[Pointing records]
○ ○ ○ ○ ○ ○ ○

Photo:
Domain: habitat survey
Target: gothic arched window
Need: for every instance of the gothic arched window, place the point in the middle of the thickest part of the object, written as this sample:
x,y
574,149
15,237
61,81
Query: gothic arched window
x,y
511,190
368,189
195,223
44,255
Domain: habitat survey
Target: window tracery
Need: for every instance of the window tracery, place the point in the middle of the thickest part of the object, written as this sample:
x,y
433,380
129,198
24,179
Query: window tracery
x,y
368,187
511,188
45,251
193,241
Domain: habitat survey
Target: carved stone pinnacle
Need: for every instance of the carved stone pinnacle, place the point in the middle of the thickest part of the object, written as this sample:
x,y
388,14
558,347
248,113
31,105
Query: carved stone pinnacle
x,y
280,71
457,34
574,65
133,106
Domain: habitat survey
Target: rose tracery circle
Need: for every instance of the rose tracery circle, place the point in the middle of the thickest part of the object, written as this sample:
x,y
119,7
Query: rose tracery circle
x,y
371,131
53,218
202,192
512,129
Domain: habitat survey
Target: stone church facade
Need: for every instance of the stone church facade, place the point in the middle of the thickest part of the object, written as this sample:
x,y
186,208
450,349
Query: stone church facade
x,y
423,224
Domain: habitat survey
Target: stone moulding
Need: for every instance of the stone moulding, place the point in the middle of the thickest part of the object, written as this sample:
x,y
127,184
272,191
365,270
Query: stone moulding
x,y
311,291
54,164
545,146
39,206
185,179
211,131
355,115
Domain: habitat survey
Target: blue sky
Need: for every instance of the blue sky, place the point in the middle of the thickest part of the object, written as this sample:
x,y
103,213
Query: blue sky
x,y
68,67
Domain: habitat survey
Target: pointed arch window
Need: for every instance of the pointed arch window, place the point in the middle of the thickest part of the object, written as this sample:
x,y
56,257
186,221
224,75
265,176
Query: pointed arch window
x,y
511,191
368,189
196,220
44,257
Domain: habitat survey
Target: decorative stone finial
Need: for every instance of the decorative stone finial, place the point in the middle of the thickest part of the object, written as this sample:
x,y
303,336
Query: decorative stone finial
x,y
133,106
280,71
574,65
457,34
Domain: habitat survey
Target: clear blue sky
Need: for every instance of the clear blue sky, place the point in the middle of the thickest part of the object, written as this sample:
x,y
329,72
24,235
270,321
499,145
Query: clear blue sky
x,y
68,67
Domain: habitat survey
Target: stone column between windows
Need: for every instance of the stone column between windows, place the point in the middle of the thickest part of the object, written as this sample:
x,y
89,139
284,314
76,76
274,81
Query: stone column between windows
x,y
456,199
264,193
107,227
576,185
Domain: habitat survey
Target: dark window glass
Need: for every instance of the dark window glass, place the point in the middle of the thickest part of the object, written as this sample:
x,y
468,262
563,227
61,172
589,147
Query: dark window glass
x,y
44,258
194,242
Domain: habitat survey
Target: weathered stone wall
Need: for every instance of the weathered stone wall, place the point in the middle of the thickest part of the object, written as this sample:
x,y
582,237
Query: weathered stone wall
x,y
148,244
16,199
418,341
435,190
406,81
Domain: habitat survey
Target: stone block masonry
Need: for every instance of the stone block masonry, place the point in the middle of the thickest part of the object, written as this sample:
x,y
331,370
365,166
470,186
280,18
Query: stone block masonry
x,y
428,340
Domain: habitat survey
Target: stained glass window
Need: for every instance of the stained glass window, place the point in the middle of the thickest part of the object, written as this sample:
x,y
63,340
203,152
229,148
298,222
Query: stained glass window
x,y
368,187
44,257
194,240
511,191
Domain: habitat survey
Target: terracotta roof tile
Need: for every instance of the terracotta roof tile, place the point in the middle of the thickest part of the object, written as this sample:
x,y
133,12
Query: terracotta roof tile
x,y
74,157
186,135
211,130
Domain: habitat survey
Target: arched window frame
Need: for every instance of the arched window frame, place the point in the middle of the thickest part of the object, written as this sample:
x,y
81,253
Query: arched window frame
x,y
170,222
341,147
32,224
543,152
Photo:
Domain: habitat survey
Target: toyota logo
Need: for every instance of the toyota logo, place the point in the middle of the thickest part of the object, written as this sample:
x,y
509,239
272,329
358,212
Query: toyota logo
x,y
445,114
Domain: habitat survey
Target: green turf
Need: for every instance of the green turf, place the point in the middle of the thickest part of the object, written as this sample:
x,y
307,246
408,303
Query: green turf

○ ○ ○ ○ ○ ○ ○

* Instructions for the task: Extract each line of the material exactly as it stands.

* Output:
Photo:
Domain: habitat survey
Target: gothic arched window
Need: for every instance of the gothic arched window, place the point in the middle of the thickest part of the object, written as this sample:
x,y
574,149
15,237
61,81
Query: gothic arched window
x,y
511,190
368,189
195,223
44,255
Domain: habitat survey
Target: window tracery
Need: for every instance of the window tracery, place the point in the middle of the thickest part of the object, written as this sample:
x,y
433,380
129,198
24,179
Query: window tracery
x,y
368,187
511,188
45,251
193,241
Domain: habitat survey
Target: carved stone pinnacle
Need: for every instance of the carved stone pinnacle, place the point in the middle of the thickest part of the object, written as this sample:
x,y
388,14
558,347
248,113
31,105
Query: carved stone pinnacle
x,y
280,71
457,34
574,65
133,106
Domain: habitat survey
Target: rose tracery circle
Need: for every instance of the rose tracery circle, place the point in the middle of the thickest part of the object, written as this sample:
x,y
119,7
Query: rose tracery circle
x,y
371,131
53,218
202,192
512,129
Domain: habitat survey
Target: stone church facade
Need: for every instance of the stone church facade, place the point in the middle of the thickest part of the object, written as this sample:
x,y
186,208
450,349
Query: stone church facade
x,y
423,224
Domain: habitat survey
Target: stone moulding
Need: for every instance of the stone moulding, place the point in the middle of the thickest part of the object, written as this sample:
x,y
127,184
272,191
365,270
Query: stone moulding
x,y
311,291
54,164
545,146
39,206
185,179
211,131
355,115
Domain: habitat survey
Target: blue sky
Need: for every instance of the blue sky, place the point in the middle of the thickest part of the object, written as this sample:
x,y
103,213
Query: blue sky
x,y
68,67
Domain: habitat survey
Target: pointed arch window
Need: for every instance of the pointed arch window, place the point in the middle of the thickest part of the object, written as this sample:
x,y
56,257
186,221
224,75
265,176
Query: pointed arch window
x,y
511,191
368,189
196,220
44,257
Domain: habitat survey
Target: decorative stone finial
Need: for every instance of the decorative stone finial, place the point in the middle of the thickest part of the object, written as this sample:
x,y
303,336
Query: decorative stone finial
x,y
133,106
280,71
574,65
457,34
Domain: habitat survey
Target: clear blue sky
Need: for every instance of the clear blue sky, place the point in the middle of the thickest part of the object, written as this sample:
x,y
329,72
24,235
270,321
499,145
Query: clear blue sky
x,y
68,67
Domain: habitat survey
Target: stone column between windows
Need: for every instance of the stone column between windows, place the point in the middle of the thickest part of the object, written as this sample:
x,y
89,139
284,314
76,76
274,81
Query: stone column between windows
x,y
456,199
264,193
107,227
576,185
Domain: habitat survey
Target: dark window glass
Need: for every instance of the dark window glass, place the point in the middle of the thickest part of the object, written as this sample:
x,y
468,262
563,227
61,172
589,147
Query: dark window glass
x,y
44,258
194,242
Domain: habitat survey
Target: weathered stone wall
Need: for every instance of the weathered stone wall, place the point in the middle of the thickest part of the object, written as this sample:
x,y
582,237
Query: weathered stone wall
x,y
148,244
16,199
418,341
435,190
406,81
Domain: habitat survey
Target: stone block masonry
Need: for every instance of the stone block masonry, place the point in the middle of the thickest part of the object, written as this sample:
x,y
331,370
365,166
470,186
280,18
Query: stone block masonry
x,y
428,340
Domain: habitat survey
Target: stained glass window
Need: for every instance of the stained glass window, place the point in the middle of the thickest part of the object, written as this sample:
x,y
63,340
203,152
229,148
298,222
Query: stained glass window
x,y
368,187
44,257
194,240
511,191
Domain: habitat survey
Target: terracotta roof tile
Need: for every instance of the terracotta roof tile, place the point in the middle of the thickest part of the object, written as this sample:
x,y
133,12
Query: terracotta roof tile
x,y
74,157
186,135
211,130
Domain: habitat survey
Target: arched window frame
Need: for every instance of the arched window frame, place the point in the middle of the thickest part of the object, written as this sample:
x,y
81,253
Query: arched window frame
x,y
170,222
341,147
32,224
543,152
Photo:
Domain: habitat survey
Target: toyota logo
Need: for every instance of the toyota logo, place the point in the middle of the thickest part of the object, written as this sample:
x,y
509,239
272,329
358,212
Query: toyota logo
x,y
445,114
Domain: habitat survey
Target: green turf
Need: for every instance of the green turf, place the point in the middle of the thickest part of the object, written as this sample:
x,y
307,246
408,303
Query: green turf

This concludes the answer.